§ Input data:
====

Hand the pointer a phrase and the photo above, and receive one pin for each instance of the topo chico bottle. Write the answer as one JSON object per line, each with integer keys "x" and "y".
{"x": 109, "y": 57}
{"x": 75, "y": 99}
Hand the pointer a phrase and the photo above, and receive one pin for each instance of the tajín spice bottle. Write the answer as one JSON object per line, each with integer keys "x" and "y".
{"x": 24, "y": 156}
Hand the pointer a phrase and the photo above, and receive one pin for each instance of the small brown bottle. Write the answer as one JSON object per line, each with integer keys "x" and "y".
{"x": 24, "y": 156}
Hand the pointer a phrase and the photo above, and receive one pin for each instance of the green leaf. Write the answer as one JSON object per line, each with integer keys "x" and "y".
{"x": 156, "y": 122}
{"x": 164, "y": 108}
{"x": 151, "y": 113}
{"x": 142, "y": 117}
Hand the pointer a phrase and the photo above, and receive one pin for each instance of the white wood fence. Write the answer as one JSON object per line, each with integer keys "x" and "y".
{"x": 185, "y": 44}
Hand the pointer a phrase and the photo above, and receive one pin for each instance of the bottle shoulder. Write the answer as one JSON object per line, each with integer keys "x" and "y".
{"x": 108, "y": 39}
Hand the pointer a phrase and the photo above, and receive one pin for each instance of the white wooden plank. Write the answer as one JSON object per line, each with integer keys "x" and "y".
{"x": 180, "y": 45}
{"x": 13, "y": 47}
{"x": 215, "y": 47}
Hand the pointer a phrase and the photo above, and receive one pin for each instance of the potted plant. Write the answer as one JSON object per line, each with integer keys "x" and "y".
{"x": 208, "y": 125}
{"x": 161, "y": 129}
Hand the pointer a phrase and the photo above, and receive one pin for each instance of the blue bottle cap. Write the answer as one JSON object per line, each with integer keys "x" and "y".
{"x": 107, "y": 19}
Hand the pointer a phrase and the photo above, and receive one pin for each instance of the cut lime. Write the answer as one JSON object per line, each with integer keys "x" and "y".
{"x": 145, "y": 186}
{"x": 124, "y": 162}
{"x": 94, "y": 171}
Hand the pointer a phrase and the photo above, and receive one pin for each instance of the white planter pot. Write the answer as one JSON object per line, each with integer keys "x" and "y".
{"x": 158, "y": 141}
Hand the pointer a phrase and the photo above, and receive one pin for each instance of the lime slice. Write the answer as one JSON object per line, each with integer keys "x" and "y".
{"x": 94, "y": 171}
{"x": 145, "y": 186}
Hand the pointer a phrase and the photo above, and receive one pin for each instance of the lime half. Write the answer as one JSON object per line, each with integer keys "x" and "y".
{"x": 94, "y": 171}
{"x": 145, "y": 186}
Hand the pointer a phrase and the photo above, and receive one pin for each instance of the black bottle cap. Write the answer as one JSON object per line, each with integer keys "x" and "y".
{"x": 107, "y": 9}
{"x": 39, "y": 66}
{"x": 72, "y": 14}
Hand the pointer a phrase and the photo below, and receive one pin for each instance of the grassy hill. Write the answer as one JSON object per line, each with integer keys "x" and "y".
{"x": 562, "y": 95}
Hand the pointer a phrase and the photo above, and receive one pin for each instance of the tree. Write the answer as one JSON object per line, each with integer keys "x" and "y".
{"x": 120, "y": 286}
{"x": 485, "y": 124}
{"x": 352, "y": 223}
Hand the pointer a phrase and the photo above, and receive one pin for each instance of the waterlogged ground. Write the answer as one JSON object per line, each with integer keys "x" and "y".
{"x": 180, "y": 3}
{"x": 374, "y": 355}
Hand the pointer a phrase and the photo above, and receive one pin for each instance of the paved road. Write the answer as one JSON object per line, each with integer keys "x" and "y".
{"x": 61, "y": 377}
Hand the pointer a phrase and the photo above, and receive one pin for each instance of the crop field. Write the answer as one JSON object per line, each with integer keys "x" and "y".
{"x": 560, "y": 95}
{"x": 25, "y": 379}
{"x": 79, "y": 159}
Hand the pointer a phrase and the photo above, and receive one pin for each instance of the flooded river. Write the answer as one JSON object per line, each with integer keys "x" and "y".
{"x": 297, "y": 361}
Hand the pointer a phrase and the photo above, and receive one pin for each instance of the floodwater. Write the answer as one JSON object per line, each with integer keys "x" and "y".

====

Output the data in full, exactly as it stands.

§ Result for this task:
Hand the pointer a phrase and the photo above, and receive one pin for each instance of the topo chico bottle. Write the answer as one JSON object per line, each with integer keys "x" and "y".
{"x": 109, "y": 57}
{"x": 75, "y": 99}
Hand the pointer a phrase and the photo above, and receive one pin for each instance of the tajín spice bottle. Write the answer as one JSON object per line, each with integer keys "x" and "y".
{"x": 24, "y": 156}
Hand the pointer a phrase and the photo above, and receive one pin for each instance of the small brown bottle. Write the answer as one JSON object per line, each with integer keys "x" and "y".
{"x": 24, "y": 156}
Hand the pointer a phrase and the photo above, and receive one pin for each instance of the green leaf. Write the answer as one JSON object per line, each with integer keys "x" and "y".
{"x": 156, "y": 122}
{"x": 164, "y": 108}
{"x": 151, "y": 113}
{"x": 142, "y": 117}
Hand the pointer a phrase and the photo above, and receive one pin for each instance of the white wood fence. Write the answer as one JSON object per line, each with integer keys "x" and "y".
{"x": 185, "y": 44}
Hand the pointer a phrase and the photo above, and receive one pin for each instance of the bottle shoulder. Write the answer as one JSON object per line, each with integer keys "x" and "y".
{"x": 108, "y": 39}
Hand the pointer a phrase and the photo above, and receive one pin for each instance of the white wooden plank. Write the answer as one JSON object per line, each with integer keys "x" and "y".
{"x": 180, "y": 45}
{"x": 13, "y": 47}
{"x": 215, "y": 47}
Hand the pointer a phrase and the photo above, and receive one pin for each instance of the potted plant. Write the answer as one JSON object per line, each with integer keys "x" and "y".
{"x": 208, "y": 125}
{"x": 161, "y": 129}
Hand the pointer a phrase and the photo above, and receive one pin for each instance of the blue bottle cap. Write the answer as one JSON object per line, each with integer keys "x" and "y".
{"x": 107, "y": 19}
Hand the pointer a phrase and the photo above, and receive one pin for each instance of the cut lime. Write the answer as one JSON object per line, each with integer keys "x" and "y".
{"x": 145, "y": 186}
{"x": 124, "y": 162}
{"x": 94, "y": 171}
Hand the pointer a phrase and the photo above, and receive one pin for each instance of the white planter pot. Write the answer as one JSON object per line, each with integer keys "x" and "y".
{"x": 158, "y": 141}
Hand the pointer a phrase and the photo above, and receive one pin for each instance of the lime slice. Write the answer as one JSON object per line, each with integer keys "x" and "y".
{"x": 94, "y": 171}
{"x": 145, "y": 186}
Hand the pointer a phrase and the photo above, and receive one pin for each instance of the lime half. Write the answer as one JSON object per line, each with integer keys "x" and "y".
{"x": 94, "y": 171}
{"x": 145, "y": 186}
Hand the pointer a phrase and the photo above, and receive one pin for each instance of the black bottle cap. Write the answer as one JSON object per line, each with integer keys "x" and "y".
{"x": 107, "y": 9}
{"x": 39, "y": 66}
{"x": 72, "y": 14}
Hand the pointer a phrase and the photo below, and receive one pin for each instance of the grassy hill. Write the answer as one JSON object per line, each with integer keys "x" and "y".
{"x": 562, "y": 95}
Hand the pointer a phrase and the photo above, and receive one pin for each instance of the tree. Write the answer as one JSON object per line, each with integer keys "x" and "y".
{"x": 120, "y": 286}
{"x": 485, "y": 124}
{"x": 352, "y": 223}
Hand the pointer a phrase and the photo above, and receive one pin for each instance of the waterlogged ground. Write the answer as one JSON object per line, each with integer keys "x" and "y".
{"x": 180, "y": 3}
{"x": 374, "y": 355}
Hand the pointer a phrase and the photo above, and receive one pin for each instance of the paved road. Write the answer as one JSON object per line, each with integer keys "x" and "y".
{"x": 61, "y": 377}
Hand the pointer a phrase and the photo above, and receive one pin for each instance of the crop field. Write the answer as one JSON object per line, each with integer keys "x" and "y".
{"x": 560, "y": 95}
{"x": 25, "y": 379}
{"x": 79, "y": 159}
Hand the pointer a phrase and the photo above, and receive one pin for each instance of the flooded river. Write the answer as one JSON object per line, each with integer keys "x" and "y".
{"x": 297, "y": 361}
Hand the pointer a phrase and the photo above, and receive one pin for each instance of the floodwater. Write the answer as one JSON object per line, each with integer keys "x" and "y".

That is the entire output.